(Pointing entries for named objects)
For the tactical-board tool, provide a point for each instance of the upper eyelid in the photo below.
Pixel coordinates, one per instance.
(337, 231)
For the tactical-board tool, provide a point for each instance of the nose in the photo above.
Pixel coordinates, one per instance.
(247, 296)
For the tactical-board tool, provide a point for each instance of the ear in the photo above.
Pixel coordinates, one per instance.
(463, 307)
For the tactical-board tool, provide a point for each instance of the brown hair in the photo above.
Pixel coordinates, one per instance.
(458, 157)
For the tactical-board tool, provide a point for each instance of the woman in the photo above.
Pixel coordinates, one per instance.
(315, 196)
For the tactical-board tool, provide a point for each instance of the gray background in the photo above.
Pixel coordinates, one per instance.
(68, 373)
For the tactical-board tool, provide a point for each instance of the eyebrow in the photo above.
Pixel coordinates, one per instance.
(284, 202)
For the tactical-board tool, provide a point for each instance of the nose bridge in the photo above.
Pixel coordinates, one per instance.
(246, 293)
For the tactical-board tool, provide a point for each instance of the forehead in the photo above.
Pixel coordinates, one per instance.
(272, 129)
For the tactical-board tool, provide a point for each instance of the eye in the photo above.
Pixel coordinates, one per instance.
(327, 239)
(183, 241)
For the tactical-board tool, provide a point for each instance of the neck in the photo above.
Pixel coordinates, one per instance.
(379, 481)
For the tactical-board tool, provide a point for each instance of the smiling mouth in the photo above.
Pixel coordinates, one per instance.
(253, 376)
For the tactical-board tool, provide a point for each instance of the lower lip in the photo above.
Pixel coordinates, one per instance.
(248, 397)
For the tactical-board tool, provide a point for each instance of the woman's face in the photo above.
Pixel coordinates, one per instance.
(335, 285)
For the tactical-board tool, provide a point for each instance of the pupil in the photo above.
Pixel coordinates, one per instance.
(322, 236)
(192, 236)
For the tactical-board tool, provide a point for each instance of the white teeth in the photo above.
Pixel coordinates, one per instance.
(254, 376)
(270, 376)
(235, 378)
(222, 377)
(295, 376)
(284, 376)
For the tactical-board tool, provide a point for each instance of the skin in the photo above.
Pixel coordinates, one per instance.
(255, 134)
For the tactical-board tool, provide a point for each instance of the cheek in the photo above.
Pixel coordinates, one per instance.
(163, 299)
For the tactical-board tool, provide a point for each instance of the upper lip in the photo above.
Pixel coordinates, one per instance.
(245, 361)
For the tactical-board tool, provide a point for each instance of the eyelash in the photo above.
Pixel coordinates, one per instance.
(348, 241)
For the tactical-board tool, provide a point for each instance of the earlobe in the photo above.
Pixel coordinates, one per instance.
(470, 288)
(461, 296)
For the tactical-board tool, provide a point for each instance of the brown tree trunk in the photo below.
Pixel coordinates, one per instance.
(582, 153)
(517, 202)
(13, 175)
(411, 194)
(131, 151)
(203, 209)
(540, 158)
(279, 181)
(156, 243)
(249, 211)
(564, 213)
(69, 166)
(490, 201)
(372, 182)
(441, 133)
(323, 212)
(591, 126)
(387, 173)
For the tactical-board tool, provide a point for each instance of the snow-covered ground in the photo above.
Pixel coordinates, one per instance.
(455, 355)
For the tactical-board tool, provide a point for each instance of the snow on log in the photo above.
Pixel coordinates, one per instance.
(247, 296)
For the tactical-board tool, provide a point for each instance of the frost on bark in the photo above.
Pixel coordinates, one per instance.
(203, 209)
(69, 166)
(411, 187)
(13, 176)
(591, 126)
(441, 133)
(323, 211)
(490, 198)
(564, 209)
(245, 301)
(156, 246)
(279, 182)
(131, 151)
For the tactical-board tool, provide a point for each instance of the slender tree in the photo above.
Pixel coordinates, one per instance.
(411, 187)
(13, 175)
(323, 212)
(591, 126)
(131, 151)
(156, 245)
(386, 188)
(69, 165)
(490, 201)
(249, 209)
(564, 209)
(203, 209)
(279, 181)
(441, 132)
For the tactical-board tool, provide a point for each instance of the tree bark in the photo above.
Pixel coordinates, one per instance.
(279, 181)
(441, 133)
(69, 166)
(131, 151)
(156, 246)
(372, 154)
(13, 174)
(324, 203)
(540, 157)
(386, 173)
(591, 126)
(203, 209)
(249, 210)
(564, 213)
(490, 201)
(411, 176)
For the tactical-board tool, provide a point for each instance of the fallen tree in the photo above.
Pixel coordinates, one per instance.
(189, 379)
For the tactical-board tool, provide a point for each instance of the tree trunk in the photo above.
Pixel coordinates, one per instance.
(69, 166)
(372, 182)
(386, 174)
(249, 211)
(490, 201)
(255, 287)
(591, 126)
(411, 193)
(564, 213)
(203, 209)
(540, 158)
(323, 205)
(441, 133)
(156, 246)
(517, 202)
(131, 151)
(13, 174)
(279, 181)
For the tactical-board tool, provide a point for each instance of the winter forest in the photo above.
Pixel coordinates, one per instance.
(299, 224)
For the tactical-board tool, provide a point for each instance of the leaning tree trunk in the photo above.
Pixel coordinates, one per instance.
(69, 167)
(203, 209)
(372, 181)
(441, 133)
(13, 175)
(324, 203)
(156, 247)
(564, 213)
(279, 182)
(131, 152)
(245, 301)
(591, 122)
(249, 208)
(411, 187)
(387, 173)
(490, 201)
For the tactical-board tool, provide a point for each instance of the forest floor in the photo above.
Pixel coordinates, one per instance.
==
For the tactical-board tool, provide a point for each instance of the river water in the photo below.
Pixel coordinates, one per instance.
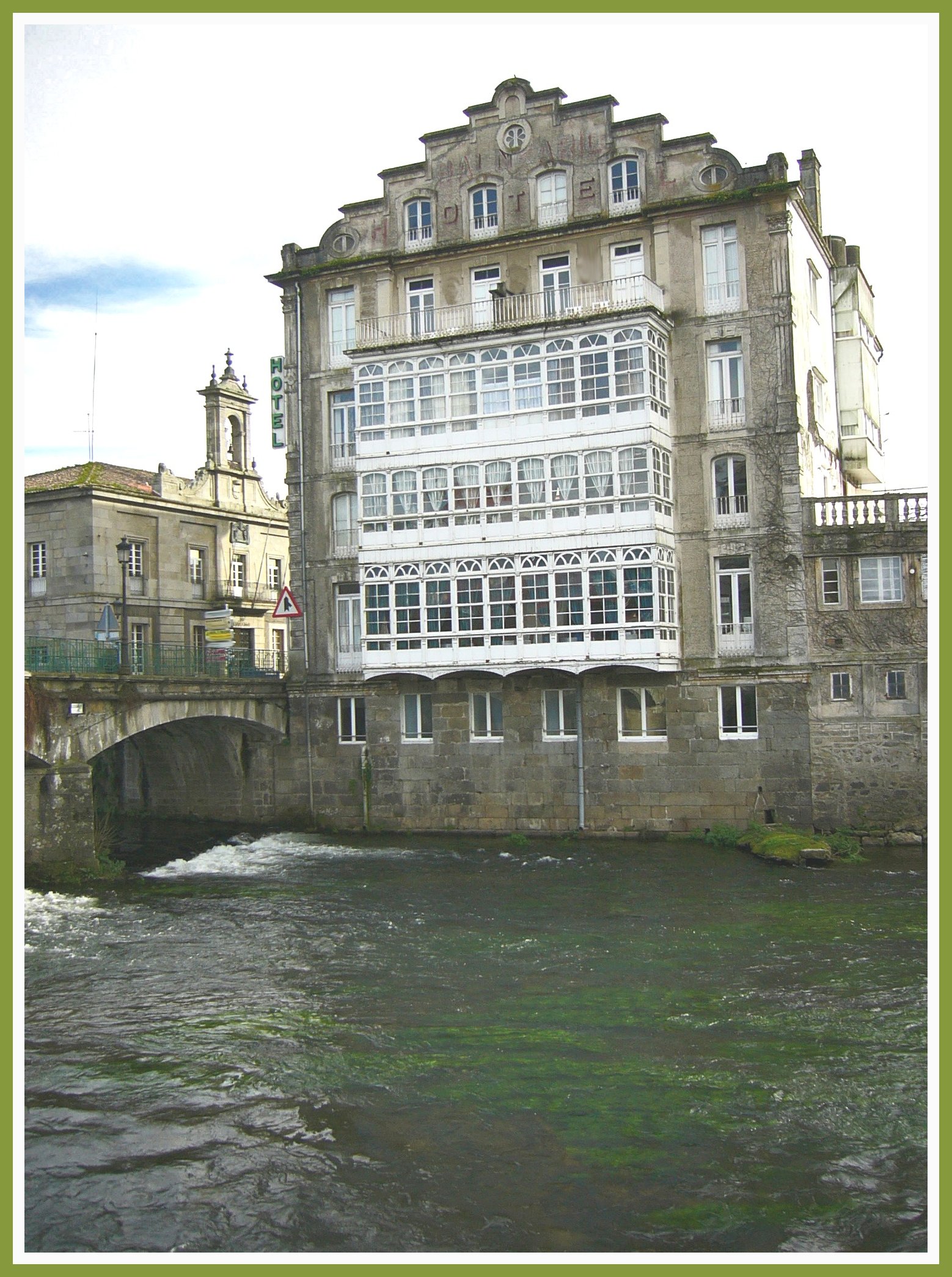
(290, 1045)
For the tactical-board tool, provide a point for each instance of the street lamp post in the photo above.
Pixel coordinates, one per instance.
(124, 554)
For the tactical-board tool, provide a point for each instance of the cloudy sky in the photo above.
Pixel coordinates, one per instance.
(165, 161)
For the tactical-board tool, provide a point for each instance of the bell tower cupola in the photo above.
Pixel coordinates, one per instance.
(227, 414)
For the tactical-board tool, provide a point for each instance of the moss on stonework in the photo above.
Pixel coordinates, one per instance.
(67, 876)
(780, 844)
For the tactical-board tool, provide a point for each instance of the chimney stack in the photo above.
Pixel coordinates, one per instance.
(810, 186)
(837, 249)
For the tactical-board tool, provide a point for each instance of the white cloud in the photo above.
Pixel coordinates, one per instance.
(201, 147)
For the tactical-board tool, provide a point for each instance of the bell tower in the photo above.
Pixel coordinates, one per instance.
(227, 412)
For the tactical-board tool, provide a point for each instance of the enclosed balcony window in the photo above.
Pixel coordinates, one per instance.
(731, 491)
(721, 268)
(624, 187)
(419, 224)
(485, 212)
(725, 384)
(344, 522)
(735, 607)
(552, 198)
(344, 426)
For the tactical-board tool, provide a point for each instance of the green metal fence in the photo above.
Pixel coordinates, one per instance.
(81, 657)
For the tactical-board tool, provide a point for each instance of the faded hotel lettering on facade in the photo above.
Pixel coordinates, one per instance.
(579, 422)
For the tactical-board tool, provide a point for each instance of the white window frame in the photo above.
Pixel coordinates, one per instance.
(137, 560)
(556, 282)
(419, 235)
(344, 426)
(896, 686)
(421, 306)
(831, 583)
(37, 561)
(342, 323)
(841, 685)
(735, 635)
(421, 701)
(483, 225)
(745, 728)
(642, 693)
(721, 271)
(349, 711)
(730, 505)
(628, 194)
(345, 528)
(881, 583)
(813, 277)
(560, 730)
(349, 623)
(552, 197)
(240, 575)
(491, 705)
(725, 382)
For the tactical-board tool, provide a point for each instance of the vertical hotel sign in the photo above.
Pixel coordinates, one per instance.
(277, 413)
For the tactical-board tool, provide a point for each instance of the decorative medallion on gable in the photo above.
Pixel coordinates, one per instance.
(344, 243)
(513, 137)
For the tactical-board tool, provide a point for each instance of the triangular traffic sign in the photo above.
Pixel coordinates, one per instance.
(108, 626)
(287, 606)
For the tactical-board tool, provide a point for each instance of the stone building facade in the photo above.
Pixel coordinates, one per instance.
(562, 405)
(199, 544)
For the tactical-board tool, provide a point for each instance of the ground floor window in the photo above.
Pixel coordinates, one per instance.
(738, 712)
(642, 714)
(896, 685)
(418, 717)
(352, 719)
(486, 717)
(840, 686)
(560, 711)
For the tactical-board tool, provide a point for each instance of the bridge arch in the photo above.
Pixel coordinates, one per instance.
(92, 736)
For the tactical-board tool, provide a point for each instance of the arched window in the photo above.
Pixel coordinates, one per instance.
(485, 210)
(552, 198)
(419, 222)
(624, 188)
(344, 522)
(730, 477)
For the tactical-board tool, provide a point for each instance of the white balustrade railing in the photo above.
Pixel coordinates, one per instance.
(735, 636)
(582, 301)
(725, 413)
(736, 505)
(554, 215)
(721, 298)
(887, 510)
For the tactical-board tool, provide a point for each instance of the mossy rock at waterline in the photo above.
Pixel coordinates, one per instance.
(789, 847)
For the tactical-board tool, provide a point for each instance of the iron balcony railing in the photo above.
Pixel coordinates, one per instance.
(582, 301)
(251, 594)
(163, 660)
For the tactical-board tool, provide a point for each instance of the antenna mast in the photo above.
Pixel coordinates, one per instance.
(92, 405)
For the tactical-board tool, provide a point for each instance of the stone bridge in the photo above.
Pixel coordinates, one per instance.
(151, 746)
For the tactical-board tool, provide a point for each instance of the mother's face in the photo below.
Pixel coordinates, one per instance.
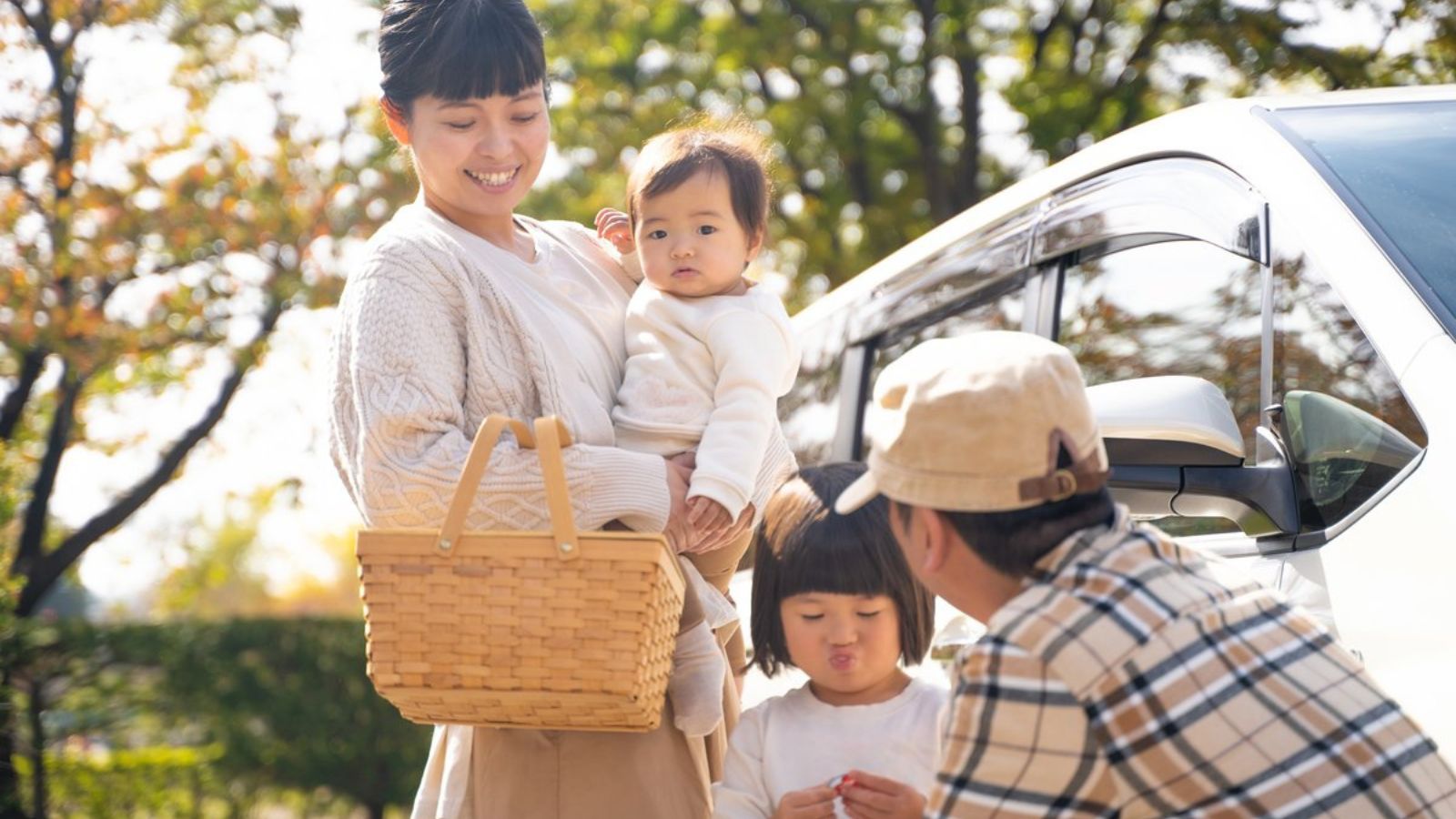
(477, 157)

**The problem:**
Which of the lines above contain the string "trunk"? Locate each of them and copy it out in full.

**Exercise output:**
For the tactical-board tool, provide a point for each instance of the brown tree trunk in the photo below.
For the tactical-board tool, provide a point for each instance of the tree trunk in the photo above.
For the tactical-board tool, provide a point for each instance of the leaning tree trunk in the photo above.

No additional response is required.